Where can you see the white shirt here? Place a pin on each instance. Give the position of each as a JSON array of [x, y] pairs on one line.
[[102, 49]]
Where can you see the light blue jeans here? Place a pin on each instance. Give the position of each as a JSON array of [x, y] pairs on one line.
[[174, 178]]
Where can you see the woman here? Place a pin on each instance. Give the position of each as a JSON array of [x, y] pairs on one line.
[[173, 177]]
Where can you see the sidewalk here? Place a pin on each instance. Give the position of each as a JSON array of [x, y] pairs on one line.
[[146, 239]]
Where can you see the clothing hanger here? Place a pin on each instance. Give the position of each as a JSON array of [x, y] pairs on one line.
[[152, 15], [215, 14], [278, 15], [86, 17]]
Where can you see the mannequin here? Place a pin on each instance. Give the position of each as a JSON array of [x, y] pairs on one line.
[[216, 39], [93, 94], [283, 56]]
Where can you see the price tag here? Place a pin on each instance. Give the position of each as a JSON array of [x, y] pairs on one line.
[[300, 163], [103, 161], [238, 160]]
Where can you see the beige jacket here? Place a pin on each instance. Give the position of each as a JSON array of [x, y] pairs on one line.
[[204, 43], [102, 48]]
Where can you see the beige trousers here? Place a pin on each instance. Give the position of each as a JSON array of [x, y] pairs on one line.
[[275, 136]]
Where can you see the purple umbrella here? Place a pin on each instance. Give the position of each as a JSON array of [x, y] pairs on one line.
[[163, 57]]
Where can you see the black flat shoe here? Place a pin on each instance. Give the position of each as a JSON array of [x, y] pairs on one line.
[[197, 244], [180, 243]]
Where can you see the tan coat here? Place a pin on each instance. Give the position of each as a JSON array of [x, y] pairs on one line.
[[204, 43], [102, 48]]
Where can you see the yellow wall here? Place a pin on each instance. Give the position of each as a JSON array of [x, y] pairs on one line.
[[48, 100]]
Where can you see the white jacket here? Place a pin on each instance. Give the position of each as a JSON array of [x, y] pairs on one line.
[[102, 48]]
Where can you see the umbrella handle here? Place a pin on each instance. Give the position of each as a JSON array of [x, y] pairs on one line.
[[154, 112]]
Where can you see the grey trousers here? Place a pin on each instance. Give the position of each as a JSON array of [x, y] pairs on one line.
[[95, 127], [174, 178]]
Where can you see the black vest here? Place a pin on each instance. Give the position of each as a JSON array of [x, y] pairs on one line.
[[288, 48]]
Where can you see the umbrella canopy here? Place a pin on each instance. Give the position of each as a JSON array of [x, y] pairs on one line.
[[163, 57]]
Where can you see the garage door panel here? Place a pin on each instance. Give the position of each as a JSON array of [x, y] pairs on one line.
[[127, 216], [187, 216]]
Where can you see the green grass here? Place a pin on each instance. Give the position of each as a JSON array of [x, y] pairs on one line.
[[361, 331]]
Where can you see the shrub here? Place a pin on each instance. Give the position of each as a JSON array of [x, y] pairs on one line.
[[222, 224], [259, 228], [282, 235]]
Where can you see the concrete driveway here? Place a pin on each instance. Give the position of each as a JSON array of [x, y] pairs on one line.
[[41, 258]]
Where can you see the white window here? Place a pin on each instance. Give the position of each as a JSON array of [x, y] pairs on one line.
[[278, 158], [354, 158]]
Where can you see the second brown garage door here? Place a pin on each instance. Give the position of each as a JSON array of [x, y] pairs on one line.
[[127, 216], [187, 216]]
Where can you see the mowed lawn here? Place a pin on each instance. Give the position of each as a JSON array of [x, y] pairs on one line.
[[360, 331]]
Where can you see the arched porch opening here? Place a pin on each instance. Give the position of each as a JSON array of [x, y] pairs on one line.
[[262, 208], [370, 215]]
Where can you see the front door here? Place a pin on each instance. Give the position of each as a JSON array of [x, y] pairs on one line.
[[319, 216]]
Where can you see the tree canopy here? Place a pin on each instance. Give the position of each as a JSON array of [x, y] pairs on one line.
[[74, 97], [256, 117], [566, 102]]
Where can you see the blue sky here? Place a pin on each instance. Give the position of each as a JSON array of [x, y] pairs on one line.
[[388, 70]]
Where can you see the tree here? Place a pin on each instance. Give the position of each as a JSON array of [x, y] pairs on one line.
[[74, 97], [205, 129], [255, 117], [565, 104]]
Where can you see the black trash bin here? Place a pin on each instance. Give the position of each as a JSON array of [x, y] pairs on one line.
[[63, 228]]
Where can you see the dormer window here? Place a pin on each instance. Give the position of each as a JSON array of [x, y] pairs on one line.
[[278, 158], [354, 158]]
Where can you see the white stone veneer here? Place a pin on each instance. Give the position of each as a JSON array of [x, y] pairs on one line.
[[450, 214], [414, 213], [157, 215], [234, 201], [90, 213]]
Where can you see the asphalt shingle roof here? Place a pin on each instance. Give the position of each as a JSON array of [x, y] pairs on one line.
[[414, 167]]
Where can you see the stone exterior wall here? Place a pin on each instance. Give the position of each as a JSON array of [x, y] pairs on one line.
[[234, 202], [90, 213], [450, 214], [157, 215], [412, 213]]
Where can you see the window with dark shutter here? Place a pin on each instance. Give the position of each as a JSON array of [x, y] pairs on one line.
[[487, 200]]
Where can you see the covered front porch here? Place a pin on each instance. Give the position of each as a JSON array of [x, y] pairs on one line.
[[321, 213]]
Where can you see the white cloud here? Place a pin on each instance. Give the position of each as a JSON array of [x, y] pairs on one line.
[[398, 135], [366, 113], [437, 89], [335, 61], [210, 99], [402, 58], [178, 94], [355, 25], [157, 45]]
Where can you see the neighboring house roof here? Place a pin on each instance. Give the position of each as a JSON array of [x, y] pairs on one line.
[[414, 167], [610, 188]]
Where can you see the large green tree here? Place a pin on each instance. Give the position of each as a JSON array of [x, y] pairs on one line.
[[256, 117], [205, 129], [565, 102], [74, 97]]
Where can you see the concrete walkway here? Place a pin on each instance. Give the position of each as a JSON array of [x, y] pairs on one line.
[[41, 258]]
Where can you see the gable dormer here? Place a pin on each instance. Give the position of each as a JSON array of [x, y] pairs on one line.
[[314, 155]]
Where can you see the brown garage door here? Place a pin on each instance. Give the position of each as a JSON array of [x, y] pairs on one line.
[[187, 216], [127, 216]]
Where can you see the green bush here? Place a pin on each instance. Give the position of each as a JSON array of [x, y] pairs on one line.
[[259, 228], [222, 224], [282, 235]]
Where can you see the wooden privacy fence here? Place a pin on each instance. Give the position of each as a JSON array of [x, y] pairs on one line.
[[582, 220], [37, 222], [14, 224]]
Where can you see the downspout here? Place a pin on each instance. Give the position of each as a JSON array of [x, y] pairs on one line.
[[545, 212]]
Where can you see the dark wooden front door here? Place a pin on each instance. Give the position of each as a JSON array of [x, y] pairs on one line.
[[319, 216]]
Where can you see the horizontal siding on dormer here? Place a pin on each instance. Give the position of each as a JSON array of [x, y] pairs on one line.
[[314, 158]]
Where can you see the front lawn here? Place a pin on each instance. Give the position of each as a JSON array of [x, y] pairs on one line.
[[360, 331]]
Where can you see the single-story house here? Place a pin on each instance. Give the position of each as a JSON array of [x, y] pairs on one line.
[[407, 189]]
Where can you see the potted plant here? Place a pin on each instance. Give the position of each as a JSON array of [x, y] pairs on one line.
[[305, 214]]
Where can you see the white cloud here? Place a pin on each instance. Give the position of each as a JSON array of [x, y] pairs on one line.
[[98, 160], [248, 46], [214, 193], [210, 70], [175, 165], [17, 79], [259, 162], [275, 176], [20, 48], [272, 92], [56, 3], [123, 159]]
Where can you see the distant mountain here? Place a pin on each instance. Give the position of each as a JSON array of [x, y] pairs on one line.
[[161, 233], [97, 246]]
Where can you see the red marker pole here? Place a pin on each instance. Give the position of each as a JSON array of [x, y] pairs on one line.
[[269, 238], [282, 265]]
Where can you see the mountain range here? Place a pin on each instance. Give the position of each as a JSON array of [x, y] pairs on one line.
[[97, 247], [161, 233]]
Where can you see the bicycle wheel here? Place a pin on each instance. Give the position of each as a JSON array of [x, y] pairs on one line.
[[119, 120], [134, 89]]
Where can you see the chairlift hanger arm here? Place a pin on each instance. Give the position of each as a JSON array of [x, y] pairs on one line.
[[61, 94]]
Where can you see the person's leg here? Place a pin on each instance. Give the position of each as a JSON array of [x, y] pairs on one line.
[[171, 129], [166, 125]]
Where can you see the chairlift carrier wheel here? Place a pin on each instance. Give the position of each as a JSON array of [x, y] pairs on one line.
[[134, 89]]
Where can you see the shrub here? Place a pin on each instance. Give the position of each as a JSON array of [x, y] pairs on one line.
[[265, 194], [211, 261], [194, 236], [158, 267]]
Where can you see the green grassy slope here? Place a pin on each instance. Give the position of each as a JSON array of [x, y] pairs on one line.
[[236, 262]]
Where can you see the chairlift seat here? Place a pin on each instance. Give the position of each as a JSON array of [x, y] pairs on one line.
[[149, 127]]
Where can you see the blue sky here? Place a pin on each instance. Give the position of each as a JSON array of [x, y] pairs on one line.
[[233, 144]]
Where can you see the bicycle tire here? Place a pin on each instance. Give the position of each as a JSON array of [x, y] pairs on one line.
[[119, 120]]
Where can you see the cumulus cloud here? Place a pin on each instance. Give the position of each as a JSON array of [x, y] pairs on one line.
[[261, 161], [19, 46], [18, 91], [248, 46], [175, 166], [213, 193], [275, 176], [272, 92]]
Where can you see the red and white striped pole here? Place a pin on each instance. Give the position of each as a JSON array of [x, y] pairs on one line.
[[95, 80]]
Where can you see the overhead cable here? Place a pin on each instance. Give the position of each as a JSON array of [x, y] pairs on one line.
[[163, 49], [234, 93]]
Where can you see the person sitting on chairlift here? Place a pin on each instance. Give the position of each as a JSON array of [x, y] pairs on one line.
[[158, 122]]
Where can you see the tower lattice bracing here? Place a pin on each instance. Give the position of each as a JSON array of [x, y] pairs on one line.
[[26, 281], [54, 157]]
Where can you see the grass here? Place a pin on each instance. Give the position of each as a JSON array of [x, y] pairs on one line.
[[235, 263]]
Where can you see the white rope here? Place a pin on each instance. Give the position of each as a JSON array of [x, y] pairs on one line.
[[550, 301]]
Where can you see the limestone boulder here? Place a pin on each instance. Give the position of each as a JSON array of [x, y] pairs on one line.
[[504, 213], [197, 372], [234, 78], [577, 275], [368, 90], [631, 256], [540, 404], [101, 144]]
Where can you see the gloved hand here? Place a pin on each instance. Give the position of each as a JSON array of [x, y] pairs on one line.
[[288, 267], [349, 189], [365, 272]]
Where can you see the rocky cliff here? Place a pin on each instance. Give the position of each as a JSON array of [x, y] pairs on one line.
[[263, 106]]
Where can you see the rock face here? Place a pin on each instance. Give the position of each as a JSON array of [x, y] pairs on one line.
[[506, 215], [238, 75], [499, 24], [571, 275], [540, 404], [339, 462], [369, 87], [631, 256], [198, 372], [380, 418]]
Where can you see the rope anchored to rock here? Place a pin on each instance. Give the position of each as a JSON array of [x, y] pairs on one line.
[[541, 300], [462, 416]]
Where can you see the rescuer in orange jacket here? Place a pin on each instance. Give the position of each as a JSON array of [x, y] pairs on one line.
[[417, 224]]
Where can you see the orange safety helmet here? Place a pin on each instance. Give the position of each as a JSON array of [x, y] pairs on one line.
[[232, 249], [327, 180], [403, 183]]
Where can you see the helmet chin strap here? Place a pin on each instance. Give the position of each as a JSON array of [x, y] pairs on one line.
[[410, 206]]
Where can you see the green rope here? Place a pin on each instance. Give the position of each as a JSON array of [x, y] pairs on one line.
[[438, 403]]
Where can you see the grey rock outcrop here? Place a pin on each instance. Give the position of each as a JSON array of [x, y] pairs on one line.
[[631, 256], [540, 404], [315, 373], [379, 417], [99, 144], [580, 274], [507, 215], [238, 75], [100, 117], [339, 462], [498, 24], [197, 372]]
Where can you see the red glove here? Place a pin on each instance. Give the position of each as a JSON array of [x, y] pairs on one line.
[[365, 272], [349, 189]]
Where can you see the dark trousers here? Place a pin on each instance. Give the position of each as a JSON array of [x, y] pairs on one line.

•••••

Brief: Verbatim reproduction is required for the line holding "Where can you see the rocky" and for every line after it in the records, with no other line included.

Solution to this task:
Where can you see the rocky cliff here? Place a pin on each instance. Give the position of each as a JSON array of [x, y] pairs on one line.
[[263, 106]]
Where can you see the rock face here? Place a pin on each instance. Give the position of each as a JSON array of [x, y] pairs on one line.
[[506, 215], [238, 75], [499, 24], [571, 275], [540, 404], [339, 462], [369, 87], [631, 256], [198, 372], [380, 418]]
Where can you see the rope anchored to rock here? Place a pin on each instance. Give the position of each as a JSON array of [x, y] pairs on one line.
[[541, 300], [462, 416]]
Where can you see the rescuer in orange jacket here? Place a pin on each instance. Give the position of each as a JSON array of [x, y] pairs on one line.
[[417, 224]]
Where can you see the orange safety helmet here? Place a pin on each instance. Give the position of each as a JSON array of [x, y] pairs on one line.
[[232, 249], [327, 180], [403, 183]]
Where can you see the helmet chin strap here? Place a pin on each instance. Give the position of each as a JSON array of [x, y] pairs on one line.
[[410, 206]]
Where can you see the green rope here? Place a pin on each instance. Give the position of each as a JSON array of [x, y] pairs on one line.
[[438, 403]]
Where can you see the grey rock outcrop here? Place a pin on each instance. Give the position of each as a JSON array of [x, y] pairs on one line.
[[631, 256], [540, 404], [315, 373], [379, 417], [99, 144], [580, 274], [507, 215], [238, 75], [100, 117], [339, 462], [498, 24], [197, 372]]
Where can you see the red glove here? Place a pin on each instance. Give the position of each as a JSON array of [x, y] pairs on one line.
[[365, 272], [349, 189]]
Where can you see the dark trousers here? Place a pin on each instance. Give the position of each as a JSON array of [x, y] pairs on one line.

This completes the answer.